- _Texte à lire_:

◇ ◇ ◇

Bonsoir à vous,
Je me permets de publier votre message récent et d'y répondre sur le site Atelier des Fontaines.
"Pour l’outremer, je reconnais avoir une tendance au purisme qui peut virer à l’obsession… Mais je me soigne."
C’est un très beau pigment, effectivement, et qui n’a pas encore pu être remplacé par une version organique comme nombre de pigments minéraux.
"Aussi dans la très complète « Pigment Data Base » que vous indiquez dans les notes de votre livre, j’ai trouvé ce commentaire au sujet du PR83 (seulement 2 croix) : "Despite it's low light fastness ratings, some old master's paintings have survived virtually unchanged, perhaps becuase it was used mostly as a glaze, mixed with resins. » Et bien entendu, cela m’a fait rêver… d’où ma question sur la solidité à la lumière."
Les laques de garance, d’alizarine, etc., sont, en effet, réputées peu résistantes à la lumière. Si leur emploi par les Maîtres a pu donner des résultats corrects, c’est qu’ils avaient appris comment les utiliser. On en trouve des traces dans l'ouvrage de Turquet de Mayerne sous l'appellation de "Labeurs de couleurs". Voyez, dans mon ouvrage, le paragraphe C.9.13. « Exprimer la lumière par la matière picturale » et particulièrement la page 64.
Ces laques étaient utilisées sous forme de glacis, étant transparentes par nature. D’où leur emploi dans un milieu résineux. Mais je ne pense pas que la présence de la résine ait eu une bien grande influence sur leur comportement à la lumière.

◇ ◇ ◇

- _Données fournies_:
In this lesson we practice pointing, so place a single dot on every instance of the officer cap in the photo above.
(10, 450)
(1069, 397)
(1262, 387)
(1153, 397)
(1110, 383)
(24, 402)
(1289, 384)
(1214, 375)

◇ ◇ ◇

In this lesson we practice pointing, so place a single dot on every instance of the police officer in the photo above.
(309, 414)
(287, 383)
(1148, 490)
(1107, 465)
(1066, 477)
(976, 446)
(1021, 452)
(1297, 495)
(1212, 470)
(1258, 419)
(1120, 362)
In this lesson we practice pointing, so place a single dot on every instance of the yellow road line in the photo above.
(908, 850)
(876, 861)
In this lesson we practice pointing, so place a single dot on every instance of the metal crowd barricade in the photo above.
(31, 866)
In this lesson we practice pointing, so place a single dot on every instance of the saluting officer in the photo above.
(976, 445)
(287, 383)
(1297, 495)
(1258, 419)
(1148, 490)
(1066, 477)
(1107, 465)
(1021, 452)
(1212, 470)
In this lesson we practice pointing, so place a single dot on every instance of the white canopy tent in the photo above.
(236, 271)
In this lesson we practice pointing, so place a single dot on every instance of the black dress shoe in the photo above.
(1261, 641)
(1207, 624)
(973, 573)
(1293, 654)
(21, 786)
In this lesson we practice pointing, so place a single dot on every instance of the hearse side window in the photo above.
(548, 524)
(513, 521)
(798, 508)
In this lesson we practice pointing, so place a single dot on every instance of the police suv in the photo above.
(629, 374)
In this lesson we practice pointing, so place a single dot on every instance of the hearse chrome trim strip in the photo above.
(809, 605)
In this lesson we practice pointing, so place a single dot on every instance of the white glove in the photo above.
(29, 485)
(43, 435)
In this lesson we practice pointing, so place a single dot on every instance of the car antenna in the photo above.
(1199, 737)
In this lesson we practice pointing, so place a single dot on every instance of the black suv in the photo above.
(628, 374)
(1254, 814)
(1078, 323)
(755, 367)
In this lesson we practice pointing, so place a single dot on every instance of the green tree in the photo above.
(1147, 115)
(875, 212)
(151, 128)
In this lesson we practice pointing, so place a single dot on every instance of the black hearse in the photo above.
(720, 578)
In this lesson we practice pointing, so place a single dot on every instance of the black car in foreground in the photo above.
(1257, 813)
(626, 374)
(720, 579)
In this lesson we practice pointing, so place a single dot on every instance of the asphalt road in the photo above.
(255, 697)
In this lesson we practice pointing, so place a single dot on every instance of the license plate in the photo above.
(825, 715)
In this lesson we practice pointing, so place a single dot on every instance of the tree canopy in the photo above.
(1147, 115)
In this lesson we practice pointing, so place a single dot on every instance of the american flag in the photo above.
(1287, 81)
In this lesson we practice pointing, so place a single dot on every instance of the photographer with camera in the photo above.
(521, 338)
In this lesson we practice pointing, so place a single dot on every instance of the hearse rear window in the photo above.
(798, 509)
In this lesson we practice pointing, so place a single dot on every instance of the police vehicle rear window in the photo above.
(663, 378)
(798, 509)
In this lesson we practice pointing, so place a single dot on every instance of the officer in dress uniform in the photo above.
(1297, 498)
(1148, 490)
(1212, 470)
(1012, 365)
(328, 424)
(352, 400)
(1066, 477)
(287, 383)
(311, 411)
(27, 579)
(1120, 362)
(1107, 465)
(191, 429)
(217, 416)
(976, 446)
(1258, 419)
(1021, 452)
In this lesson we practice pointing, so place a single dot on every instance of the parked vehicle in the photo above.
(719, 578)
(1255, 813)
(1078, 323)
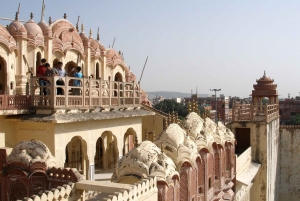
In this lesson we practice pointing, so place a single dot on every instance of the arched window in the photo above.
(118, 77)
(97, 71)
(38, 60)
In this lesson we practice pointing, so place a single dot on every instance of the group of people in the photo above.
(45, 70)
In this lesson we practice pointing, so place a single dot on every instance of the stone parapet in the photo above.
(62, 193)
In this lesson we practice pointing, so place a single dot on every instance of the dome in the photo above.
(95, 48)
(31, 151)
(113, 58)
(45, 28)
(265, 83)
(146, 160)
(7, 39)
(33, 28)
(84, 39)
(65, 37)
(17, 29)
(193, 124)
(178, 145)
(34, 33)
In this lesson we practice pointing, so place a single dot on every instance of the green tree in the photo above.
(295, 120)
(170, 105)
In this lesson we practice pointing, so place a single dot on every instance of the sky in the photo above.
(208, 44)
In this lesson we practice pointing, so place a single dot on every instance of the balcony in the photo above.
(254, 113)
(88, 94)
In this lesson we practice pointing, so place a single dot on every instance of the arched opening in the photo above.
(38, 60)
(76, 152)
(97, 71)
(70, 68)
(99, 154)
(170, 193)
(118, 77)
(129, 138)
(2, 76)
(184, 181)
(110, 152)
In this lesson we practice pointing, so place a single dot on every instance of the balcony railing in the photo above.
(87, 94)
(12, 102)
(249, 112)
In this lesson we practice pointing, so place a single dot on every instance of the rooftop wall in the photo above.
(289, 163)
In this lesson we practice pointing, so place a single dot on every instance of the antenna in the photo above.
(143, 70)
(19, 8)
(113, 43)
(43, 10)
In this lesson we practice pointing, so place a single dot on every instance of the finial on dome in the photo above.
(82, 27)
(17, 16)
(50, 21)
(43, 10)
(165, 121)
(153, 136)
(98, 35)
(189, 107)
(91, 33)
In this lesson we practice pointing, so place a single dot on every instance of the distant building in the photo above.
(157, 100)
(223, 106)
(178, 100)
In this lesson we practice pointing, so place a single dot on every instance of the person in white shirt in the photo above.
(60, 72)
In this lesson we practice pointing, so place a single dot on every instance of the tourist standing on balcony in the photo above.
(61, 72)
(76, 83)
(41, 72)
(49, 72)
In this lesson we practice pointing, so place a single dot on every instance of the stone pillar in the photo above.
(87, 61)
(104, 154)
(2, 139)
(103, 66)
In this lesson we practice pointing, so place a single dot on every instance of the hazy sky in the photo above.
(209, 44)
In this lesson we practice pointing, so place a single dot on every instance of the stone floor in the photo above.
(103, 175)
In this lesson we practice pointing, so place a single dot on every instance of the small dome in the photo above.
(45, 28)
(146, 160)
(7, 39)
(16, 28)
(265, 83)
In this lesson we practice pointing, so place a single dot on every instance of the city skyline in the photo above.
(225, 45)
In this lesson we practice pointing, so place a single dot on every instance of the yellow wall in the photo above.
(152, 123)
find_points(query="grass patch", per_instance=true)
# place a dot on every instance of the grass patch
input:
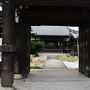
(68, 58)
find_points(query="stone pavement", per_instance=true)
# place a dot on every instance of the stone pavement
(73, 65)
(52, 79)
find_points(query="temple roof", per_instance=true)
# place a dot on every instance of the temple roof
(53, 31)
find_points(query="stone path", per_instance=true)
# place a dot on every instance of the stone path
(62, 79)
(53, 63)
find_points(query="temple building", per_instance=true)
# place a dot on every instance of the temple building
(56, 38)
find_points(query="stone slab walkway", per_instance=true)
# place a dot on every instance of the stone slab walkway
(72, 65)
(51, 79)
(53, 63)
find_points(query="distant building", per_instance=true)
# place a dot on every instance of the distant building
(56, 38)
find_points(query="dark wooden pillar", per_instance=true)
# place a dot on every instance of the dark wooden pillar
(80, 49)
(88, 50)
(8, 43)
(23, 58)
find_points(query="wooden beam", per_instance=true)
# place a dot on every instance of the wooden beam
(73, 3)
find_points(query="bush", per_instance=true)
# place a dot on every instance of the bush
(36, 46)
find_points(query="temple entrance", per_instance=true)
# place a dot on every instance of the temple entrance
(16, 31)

◇ ◇ ◇

- _Objectifs_:
1. Indiquez si chaque affirmation concorde avec le texte sur les pigments, en répondant par oui ou par non et en citant mot pour mot les termes du texte qui tranchent.
(a) Les laques de garance et d’alizarine passent pour peu résistantes à la lumière.
(b) Ces laques servaient en glacis parce qu’elles sont opaques.
(c) L’auteur estime que la résine a beaucoup amélioré leur tenue à la lumière.
2. Renvoyez, s’il vous plaît, sans rien y changer, le passage du texte sur les pigments qui commence par « Les laques de » et se poursuit jusqu’à « comportement à la lumière. ».

- _Corrigé par tâche_:
1.
(a) Oui : « Les laques de garance, d’alizarine, etc., sont, en effet, réputées peu résistantes à la lumière. »
(b) Non : « Ces laques étaient utilisées sous forme de glacis, étant transparentes par nature. »
(c) Non : « Mais je ne pense pas que la présence de la résine ait eu une bien grande influence sur leur comportement à la lumière. »

2.
Les laques de garance, d’alizarine, etc., sont, en effet, réputées peu résistantes à la lumière. Si leur emploi par les Maîtres a pu donner des résultats corrects, c’est qu’ils avaient appris comment les utiliser. On en trouve des traces dans l'ouvrage de Turquet de Mayerne sous l'appellation de "Labeurs de couleurs". Voyez, dans mon ouvrage, le paragraphe C.9.13. « Exprimer la lumière par la matière picturale » et particulièrement la page 64.
Ces laques étaient utilisées sous forme de glacis, étant transparentes par nature. D’où leur emploi dans un milieu résineux. Mais je ne pense pas que la présence de la résine ait eu une bien grande influence sur leur comportement à la lumière.